Copy out the passage of the life-saving tips text between "More than a" and "of giant olives.", inclusive, word for word.

### PAGE EXCERPT
== Segment start ==

Five surprising tips that can save your life.
ACCIDENTS HAPPEN. It’s the nature of nature, since chaos is built into the system. The trick is knowing the right thing to do when the wrong thing occurs. Which, for too many years, I didn’t.
More than a decade ago, my brother Dan and I attempted to bike the length of Africa. We started at the top, in Morocco. Aside from puking up rotten dates and getting scrubbed too hard in a Marrakesh bathhouse, everything was going swell. South of Casablanca, we spent a night on one of the highest passes in the High Atlas Mountains, taking refuge in a tiny hut. The caretaker, a four-foot Berber, offered us shots of sweet mint tea. The only food was a jar of giant olives.
At one point, Dan had to take a leak and disappeared through the hut door into the darkness. When he didn’t come back, I started to wonder. Half an hour later, the Berber and I went for a look. Apparently, Dan had tried to walk around the back, but the hut was perched on a cliff. The Berber was swinging an oil lantern, and we were both staring over the edge when I heard Dan say, “Some brother’s keeper you are.” I climbed down the cliff; when I reached Dan, he was lying in the rocks with one mangled foot in the air.
“Broke my leg taking a piss,” he half-laughed, half-winced. We hauled him back to the hut and laid him out. I said, “This is going to hurt.”

== Segment end ==

### DATA TO EXAMINE
== Segment start ==

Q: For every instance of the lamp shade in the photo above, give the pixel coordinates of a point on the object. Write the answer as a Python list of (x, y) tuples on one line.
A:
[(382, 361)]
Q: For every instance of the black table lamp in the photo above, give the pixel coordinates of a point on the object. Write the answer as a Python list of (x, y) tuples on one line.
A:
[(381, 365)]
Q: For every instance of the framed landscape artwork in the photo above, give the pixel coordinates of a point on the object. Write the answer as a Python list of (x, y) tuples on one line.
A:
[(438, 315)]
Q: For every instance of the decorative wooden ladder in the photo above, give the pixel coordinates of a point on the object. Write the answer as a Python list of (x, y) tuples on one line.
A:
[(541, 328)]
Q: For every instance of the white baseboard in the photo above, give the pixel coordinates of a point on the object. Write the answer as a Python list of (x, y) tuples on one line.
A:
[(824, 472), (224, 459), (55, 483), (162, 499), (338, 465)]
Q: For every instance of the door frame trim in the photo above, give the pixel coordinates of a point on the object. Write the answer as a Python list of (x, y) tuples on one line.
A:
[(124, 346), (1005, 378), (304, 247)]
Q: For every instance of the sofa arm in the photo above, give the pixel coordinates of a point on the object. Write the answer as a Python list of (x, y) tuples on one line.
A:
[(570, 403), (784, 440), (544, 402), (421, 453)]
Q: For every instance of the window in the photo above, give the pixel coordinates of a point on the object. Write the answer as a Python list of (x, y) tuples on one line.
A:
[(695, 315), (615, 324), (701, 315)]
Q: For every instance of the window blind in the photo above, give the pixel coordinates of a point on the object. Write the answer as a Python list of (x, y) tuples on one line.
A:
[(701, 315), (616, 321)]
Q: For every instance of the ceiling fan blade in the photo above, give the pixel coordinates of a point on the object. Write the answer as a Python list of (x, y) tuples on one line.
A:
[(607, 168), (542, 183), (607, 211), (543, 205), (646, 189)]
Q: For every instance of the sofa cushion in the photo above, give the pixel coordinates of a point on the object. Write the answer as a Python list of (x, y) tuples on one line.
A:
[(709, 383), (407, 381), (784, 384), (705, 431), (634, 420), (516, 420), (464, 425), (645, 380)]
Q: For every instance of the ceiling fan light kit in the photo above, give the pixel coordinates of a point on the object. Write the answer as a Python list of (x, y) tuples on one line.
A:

== Segment end ==

### ANSWER FOR THE TASK
More than a decade ago, my brother Dan and I attempted to bike the length of Africa. We started at the top, in Morocco. Aside from puking up rotten dates and getting scrubbed too hard in a Marrakesh bathhouse, everything was going swell. South of Casablanca, we spent a night on one of the highest passes in the High Atlas Mountains, taking refuge in a tiny hut. The caretaker, a four-foot Berber, offered us shots of sweet mint tea. The only food was a jar of giant olives.